# [READING PASSAGE]
Another important evaluation criterion is the average CPU execution time, The CPU average execution time acquired by MOAOACS as well as other competing approaches within different operational conditions is shown in Figure 6. This graph makes it clear that, with respect to average CPU execution time, the proposed solution competitive to the other methods. Most of the competing approaches take more time to compute than the suggested MOAOACS.

Finally, Figure 7 shows a sample of the evolution of the fitness function values across generations for competitive methods and suggested MOAOACS method for seven climate circumstances that were used. As observed, the MOAOACS outperformed the other approaches in terms of fast convergence and high accuracy.

Figure 7.

Example for generational evolution of MOAOACS and competitive approaches fitness functions for specific climate condition G5. MOAOACS, multi-objective hybrid arithmetic optimization algorithm and cuckoo search.

Overall, proposed parameters estimation method has reduced $R M S E$ and $R^{2}$ values in comparison some meta-heuristic single objective algorithm-based parameter estimation methods for SDM PV module. By simultaneously optimizing the $R M S E$ and $R^{2}$ , the PV module's results suggest that the MOO approach using the NDS, crowing distance, AHP weighting method, VIKOR MCDM method, and AOACS hybrid algorithm can increase parameter estimation accuracy. Therefore, from the comparison analysis, it can be concluded that utilizing a multi-objective strategy for parameter estimate of PV modules increases parameter estimation's overall accuracy.

# [THE RECORDS]
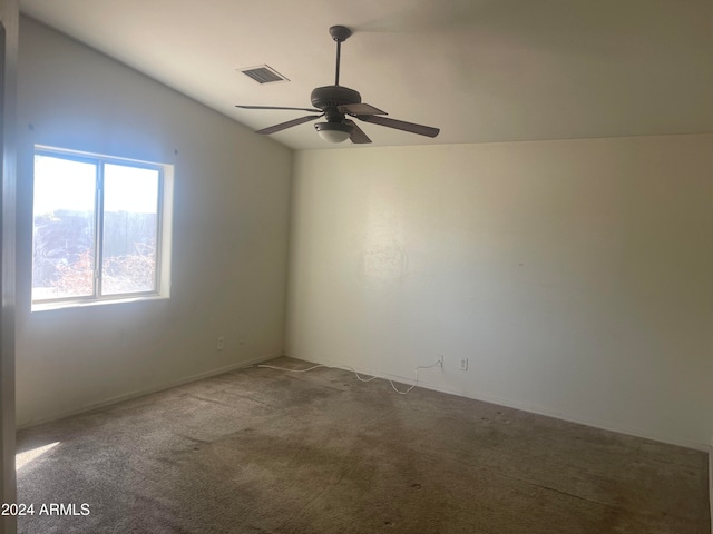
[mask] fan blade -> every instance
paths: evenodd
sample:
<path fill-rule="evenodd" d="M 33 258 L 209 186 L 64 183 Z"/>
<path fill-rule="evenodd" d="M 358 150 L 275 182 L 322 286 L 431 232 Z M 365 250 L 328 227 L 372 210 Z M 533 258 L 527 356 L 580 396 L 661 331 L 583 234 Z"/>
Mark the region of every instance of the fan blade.
<path fill-rule="evenodd" d="M 349 115 L 389 115 L 385 111 L 381 111 L 379 108 L 374 108 L 368 103 L 346 103 L 344 106 L 338 106 L 336 109 L 340 113 Z"/>
<path fill-rule="evenodd" d="M 344 120 L 345 123 L 351 125 L 353 130 L 352 130 L 352 135 L 349 137 L 352 142 L 355 142 L 358 145 L 362 145 L 364 142 L 371 142 L 371 139 L 369 139 L 367 137 L 367 134 L 364 134 L 364 130 L 362 130 L 361 128 L 359 128 L 359 126 L 356 126 L 356 122 L 354 122 L 353 120 Z"/>
<path fill-rule="evenodd" d="M 280 106 L 235 106 L 236 108 L 243 108 L 243 109 L 287 109 L 291 111 L 312 111 L 313 113 L 319 113 L 322 110 L 321 109 L 314 109 L 314 108 L 283 108 Z"/>
<path fill-rule="evenodd" d="M 275 134 L 277 131 L 285 130 L 287 128 L 292 128 L 293 126 L 302 125 L 304 122 L 309 122 L 314 119 L 319 119 L 320 117 L 324 117 L 323 115 L 307 115 L 306 117 L 300 117 L 299 119 L 292 119 L 286 122 L 281 122 L 275 126 L 270 126 L 267 128 L 263 128 L 262 130 L 257 130 L 255 134 L 262 134 L 264 136 L 270 134 Z"/>
<path fill-rule="evenodd" d="M 414 125 L 413 122 L 390 119 L 388 117 L 379 117 L 378 115 L 358 115 L 356 118 L 364 122 L 373 122 L 374 125 L 395 128 L 397 130 L 409 131 L 411 134 L 418 134 L 419 136 L 426 137 L 436 137 L 441 131 L 440 129 L 432 128 L 430 126 Z"/>

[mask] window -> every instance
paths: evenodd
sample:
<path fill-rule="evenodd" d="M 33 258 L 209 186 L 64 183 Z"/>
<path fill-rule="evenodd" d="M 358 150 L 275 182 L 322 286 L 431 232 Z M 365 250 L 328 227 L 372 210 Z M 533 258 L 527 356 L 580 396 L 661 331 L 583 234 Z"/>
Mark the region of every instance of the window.
<path fill-rule="evenodd" d="M 173 167 L 35 150 L 32 307 L 167 297 Z"/>

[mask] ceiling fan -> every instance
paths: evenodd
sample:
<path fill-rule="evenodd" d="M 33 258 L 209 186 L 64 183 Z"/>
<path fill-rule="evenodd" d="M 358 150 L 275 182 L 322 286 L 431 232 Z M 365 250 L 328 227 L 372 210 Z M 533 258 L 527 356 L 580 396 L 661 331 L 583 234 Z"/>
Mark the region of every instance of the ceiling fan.
<path fill-rule="evenodd" d="M 342 142 L 346 139 L 351 139 L 355 144 L 371 142 L 371 139 L 367 137 L 367 134 L 362 131 L 356 123 L 348 117 L 354 117 L 364 122 L 372 122 L 379 126 L 385 126 L 387 128 L 394 128 L 397 130 L 409 131 L 411 134 L 418 134 L 419 136 L 436 137 L 439 134 L 438 128 L 430 126 L 416 125 L 413 122 L 406 122 L 403 120 L 395 120 L 388 117 L 385 111 L 382 111 L 369 103 L 361 101 L 361 95 L 354 89 L 343 87 L 339 85 L 339 67 L 342 42 L 344 42 L 352 34 L 352 30 L 344 26 L 333 26 L 330 28 L 330 34 L 332 39 L 336 41 L 336 75 L 334 77 L 333 86 L 318 87 L 312 91 L 312 106 L 313 108 L 290 108 L 279 106 L 236 106 L 243 109 L 283 109 L 292 111 L 310 111 L 312 113 L 300 117 L 299 119 L 292 119 L 286 122 L 281 122 L 268 128 L 257 130 L 256 134 L 270 135 L 277 131 L 282 131 L 293 126 L 310 122 L 312 120 L 321 119 L 324 117 L 326 122 L 316 122 L 314 128 L 320 137 L 330 142 Z"/>

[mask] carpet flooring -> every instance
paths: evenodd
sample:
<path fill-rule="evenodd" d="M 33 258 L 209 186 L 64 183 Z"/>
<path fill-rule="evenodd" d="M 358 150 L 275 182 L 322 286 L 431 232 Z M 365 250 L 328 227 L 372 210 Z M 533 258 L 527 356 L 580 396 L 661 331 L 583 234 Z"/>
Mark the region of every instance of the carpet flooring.
<path fill-rule="evenodd" d="M 702 452 L 339 369 L 235 370 L 18 443 L 25 534 L 711 532 Z"/>

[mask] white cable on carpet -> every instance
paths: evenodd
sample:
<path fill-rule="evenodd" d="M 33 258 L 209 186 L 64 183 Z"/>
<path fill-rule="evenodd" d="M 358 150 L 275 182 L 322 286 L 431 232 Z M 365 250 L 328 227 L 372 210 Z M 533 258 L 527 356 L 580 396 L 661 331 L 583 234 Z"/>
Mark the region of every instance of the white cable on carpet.
<path fill-rule="evenodd" d="M 430 369 L 432 367 L 438 367 L 441 365 L 441 362 L 436 362 L 432 365 L 419 365 L 416 368 L 416 382 L 411 385 L 411 387 L 409 387 L 407 390 L 404 392 L 400 392 L 397 386 L 393 384 L 393 380 L 391 378 L 383 378 L 384 380 L 389 380 L 389 384 L 391 384 L 391 387 L 393 388 L 394 392 L 397 392 L 399 395 L 406 395 L 407 393 L 409 393 L 411 389 L 413 389 L 418 384 L 419 384 L 419 369 Z M 318 364 L 318 365 L 313 365 L 312 367 L 307 367 L 306 369 L 287 369 L 285 367 L 276 367 L 274 365 L 265 365 L 265 364 L 257 364 L 255 367 L 262 367 L 265 369 L 275 369 L 275 370 L 284 370 L 287 373 L 306 373 L 309 370 L 313 370 L 313 369 L 319 369 L 320 367 L 324 367 L 326 369 L 342 369 L 342 370 L 351 370 L 352 373 L 354 373 L 354 375 L 356 376 L 356 378 L 360 382 L 371 382 L 374 378 L 380 378 L 379 376 L 372 376 L 371 378 L 362 378 L 361 376 L 359 376 L 359 373 L 356 372 L 356 369 L 354 369 L 353 367 L 350 367 L 348 365 L 322 365 L 322 364 Z"/>

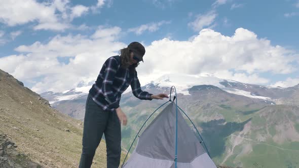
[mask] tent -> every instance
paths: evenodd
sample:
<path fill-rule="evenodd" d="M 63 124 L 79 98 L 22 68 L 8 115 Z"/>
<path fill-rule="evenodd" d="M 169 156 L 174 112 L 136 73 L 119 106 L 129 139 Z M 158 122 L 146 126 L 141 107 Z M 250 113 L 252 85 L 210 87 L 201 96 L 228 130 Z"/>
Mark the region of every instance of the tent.
<path fill-rule="evenodd" d="M 216 167 L 207 150 L 178 112 L 178 107 L 185 114 L 184 112 L 170 99 L 170 103 L 140 136 L 136 147 L 122 167 Z"/>

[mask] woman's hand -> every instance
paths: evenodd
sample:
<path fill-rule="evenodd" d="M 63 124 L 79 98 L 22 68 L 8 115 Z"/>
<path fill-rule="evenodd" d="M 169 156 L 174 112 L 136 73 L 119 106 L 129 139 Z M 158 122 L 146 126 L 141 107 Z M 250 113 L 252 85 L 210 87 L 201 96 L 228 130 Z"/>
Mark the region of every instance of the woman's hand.
<path fill-rule="evenodd" d="M 123 110 L 122 110 L 121 107 L 116 109 L 115 110 L 116 111 L 116 114 L 119 117 L 121 124 L 122 123 L 123 125 L 126 125 L 127 124 L 127 116 L 126 115 L 126 114 L 123 112 Z"/>
<path fill-rule="evenodd" d="M 152 96 L 151 96 L 151 98 L 152 99 L 161 99 L 163 100 L 163 98 L 168 98 L 168 96 L 167 96 L 167 95 L 164 94 L 164 93 L 160 93 L 160 94 L 157 95 L 152 95 Z"/>

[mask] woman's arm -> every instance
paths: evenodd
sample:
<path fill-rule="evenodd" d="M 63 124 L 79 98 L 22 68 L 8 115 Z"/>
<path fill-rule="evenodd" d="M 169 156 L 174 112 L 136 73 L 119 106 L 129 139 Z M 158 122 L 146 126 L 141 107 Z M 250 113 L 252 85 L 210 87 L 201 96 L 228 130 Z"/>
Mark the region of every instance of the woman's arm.
<path fill-rule="evenodd" d="M 131 88 L 133 94 L 136 98 L 141 100 L 152 100 L 152 95 L 153 94 L 148 93 L 147 92 L 142 91 L 140 87 L 140 83 L 137 76 L 137 72 L 135 71 L 134 77 L 131 81 Z"/>

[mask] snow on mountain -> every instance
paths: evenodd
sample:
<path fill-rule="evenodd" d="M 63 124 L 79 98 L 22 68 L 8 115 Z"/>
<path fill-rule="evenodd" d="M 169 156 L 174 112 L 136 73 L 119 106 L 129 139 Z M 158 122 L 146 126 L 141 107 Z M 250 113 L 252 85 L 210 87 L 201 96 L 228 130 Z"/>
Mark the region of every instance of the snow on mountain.
<path fill-rule="evenodd" d="M 265 100 L 271 100 L 271 98 L 268 97 L 264 97 L 264 96 L 255 96 L 253 95 L 251 93 L 249 92 L 246 92 L 245 91 L 240 90 L 238 89 L 231 89 L 231 88 L 221 88 L 222 90 L 223 91 L 232 93 L 235 95 L 238 95 L 241 96 L 244 96 L 246 97 L 248 97 L 253 99 L 263 99 Z"/>
<path fill-rule="evenodd" d="M 74 89 L 68 90 L 61 93 L 54 93 L 48 92 L 43 94 L 45 98 L 49 100 L 50 103 L 52 104 L 61 101 L 67 100 L 73 100 L 80 98 L 81 97 L 86 96 L 88 94 L 89 90 L 92 85 L 93 81 L 81 82 L 78 87 Z M 243 89 L 234 88 L 235 84 L 242 85 Z M 212 85 L 217 87 L 228 93 L 236 95 L 246 96 L 251 98 L 259 99 L 262 100 L 271 100 L 268 97 L 264 97 L 255 95 L 250 92 L 251 85 L 230 79 L 219 78 L 210 74 L 201 75 L 188 75 L 184 74 L 167 74 L 154 80 L 151 83 L 148 83 L 143 87 L 143 90 L 146 91 L 150 89 L 150 87 L 158 87 L 160 89 L 163 88 L 170 88 L 174 86 L 176 89 L 177 93 L 181 93 L 185 95 L 190 95 L 189 89 L 194 86 L 199 85 Z M 261 89 L 268 88 L 266 86 L 260 86 Z M 131 91 L 129 87 L 124 94 Z M 163 91 L 163 90 L 162 90 Z"/>

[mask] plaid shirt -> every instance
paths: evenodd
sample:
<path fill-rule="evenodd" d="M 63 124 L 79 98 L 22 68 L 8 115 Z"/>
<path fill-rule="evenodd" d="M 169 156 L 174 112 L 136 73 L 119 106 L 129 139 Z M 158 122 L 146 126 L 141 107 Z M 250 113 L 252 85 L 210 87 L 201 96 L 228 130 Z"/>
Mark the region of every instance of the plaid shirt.
<path fill-rule="evenodd" d="M 102 67 L 89 94 L 93 101 L 104 110 L 113 111 L 120 106 L 122 94 L 131 85 L 134 95 L 141 100 L 152 100 L 153 94 L 142 91 L 137 72 L 120 67 L 120 57 L 109 58 Z"/>

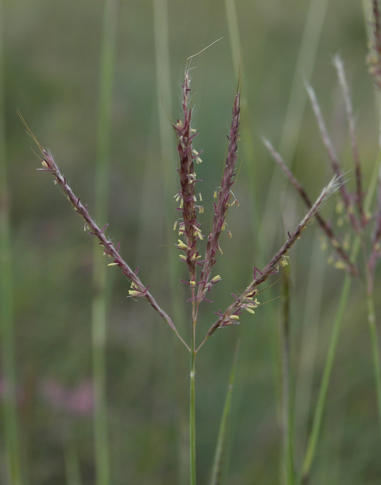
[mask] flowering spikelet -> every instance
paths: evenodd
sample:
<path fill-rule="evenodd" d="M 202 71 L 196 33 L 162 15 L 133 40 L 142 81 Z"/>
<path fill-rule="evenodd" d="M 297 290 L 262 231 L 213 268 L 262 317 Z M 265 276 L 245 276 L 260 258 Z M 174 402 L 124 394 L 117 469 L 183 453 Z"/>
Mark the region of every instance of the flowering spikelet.
<path fill-rule="evenodd" d="M 197 180 L 194 170 L 196 161 L 200 163 L 201 151 L 193 149 L 192 142 L 197 136 L 195 130 L 192 128 L 190 120 L 192 110 L 190 108 L 190 83 L 189 71 L 185 73 L 182 88 L 183 119 L 177 120 L 173 125 L 177 136 L 177 151 L 179 161 L 178 170 L 180 175 L 180 190 L 176 197 L 180 200 L 179 210 L 182 212 L 183 220 L 179 226 L 179 234 L 185 238 L 185 242 L 178 245 L 177 247 L 184 251 L 185 256 L 180 257 L 186 262 L 188 271 L 191 281 L 196 280 L 196 265 L 199 256 L 197 252 L 197 240 L 202 239 L 203 236 L 200 230 L 200 223 L 197 220 L 197 210 L 199 206 L 196 205 L 197 198 L 196 183 L 200 181 Z"/>
<path fill-rule="evenodd" d="M 210 337 L 218 327 L 237 325 L 239 323 L 239 315 L 242 312 L 243 310 L 248 310 L 249 309 L 253 310 L 253 309 L 258 306 L 259 304 L 259 302 L 256 300 L 252 299 L 256 295 L 258 294 L 257 287 L 265 281 L 270 275 L 275 274 L 277 272 L 279 265 L 282 265 L 284 262 L 286 254 L 305 229 L 309 221 L 316 214 L 327 199 L 339 187 L 340 184 L 340 181 L 338 177 L 334 176 L 327 186 L 323 189 L 308 213 L 263 271 L 260 272 L 255 269 L 253 279 L 246 289 L 238 296 L 233 295 L 235 300 L 234 302 L 224 313 L 221 310 L 215 312 L 219 318 L 209 329 L 207 337 Z"/>
<path fill-rule="evenodd" d="M 200 303 L 204 298 L 205 294 L 210 288 L 211 284 L 214 284 L 214 278 L 209 282 L 212 268 L 216 262 L 216 255 L 219 250 L 218 238 L 225 227 L 225 218 L 229 202 L 232 195 L 232 187 L 234 185 L 233 177 L 235 175 L 235 164 L 238 156 L 238 145 L 239 140 L 239 121 L 240 111 L 240 96 L 237 92 L 234 99 L 233 106 L 233 119 L 230 128 L 229 145 L 228 156 L 224 171 L 224 175 L 221 182 L 221 186 L 218 195 L 216 193 L 217 202 L 213 204 L 214 214 L 213 225 L 210 234 L 208 236 L 206 246 L 205 261 L 201 276 L 201 284 L 199 286 L 197 299 Z"/>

# [JOBS]
**a)** In the passage on photovoltaic parameter estimation, for which specific climate condition does Figure 7 show the example of generational fitness evolution?
**b)** Reproduce the lines of the records between the line containing "[mask] ceiling fan -> every instance" and the line containing "342 142 L 346", inclusive, with the requests included, and add 61 to every coordinate in the answers. Provide these lines only.

# [ANSWER SET]
**a)** Climate condition G5.

**b)**
[mask] ceiling fan -> every instance
paths: evenodd
sample:
<path fill-rule="evenodd" d="M 33 258 L 209 186 L 64 183 Z"/>
<path fill-rule="evenodd" d="M 358 150 L 275 182 L 322 286 L 431 232 Z M 365 250 L 328 227 L 372 210 Z M 533 258 L 527 356 L 580 396 L 661 331 L 583 234 Z"/>
Mark the region of every instance of the ceiling fan.
<path fill-rule="evenodd" d="M 403 203 L 407 200 L 412 200 L 416 205 L 432 203 L 432 200 L 428 198 L 428 195 L 423 192 L 417 184 L 409 178 L 415 178 L 425 183 L 433 183 L 440 187 L 446 187 L 448 189 L 455 189 L 458 191 L 470 192 L 472 195 L 479 195 L 480 197 L 497 198 L 500 195 L 499 189 L 491 187 L 477 186 L 474 183 L 467 183 L 464 181 L 456 181 L 449 178 L 446 172 L 443 172 L 430 164 L 422 162 L 422 156 L 415 150 L 404 148 L 400 146 L 400 128 L 403 103 L 405 103 L 413 95 L 413 91 L 405 87 L 394 87 L 391 89 L 391 95 L 393 100 L 397 102 L 397 136 L 395 138 L 394 147 L 379 148 L 373 152 L 373 167 L 374 169 L 351 169 L 340 167 L 297 167 L 304 170 L 344 170 L 353 172 L 371 172 L 373 174 L 361 178 L 360 180 L 353 180 L 347 183 L 342 183 L 329 189 L 318 191 L 317 195 L 331 196 L 338 192 L 343 192 L 354 187 L 371 183 L 373 181 L 382 180 L 385 178 L 387 183 L 377 183 L 375 189 L 381 198 L 391 203 Z"/>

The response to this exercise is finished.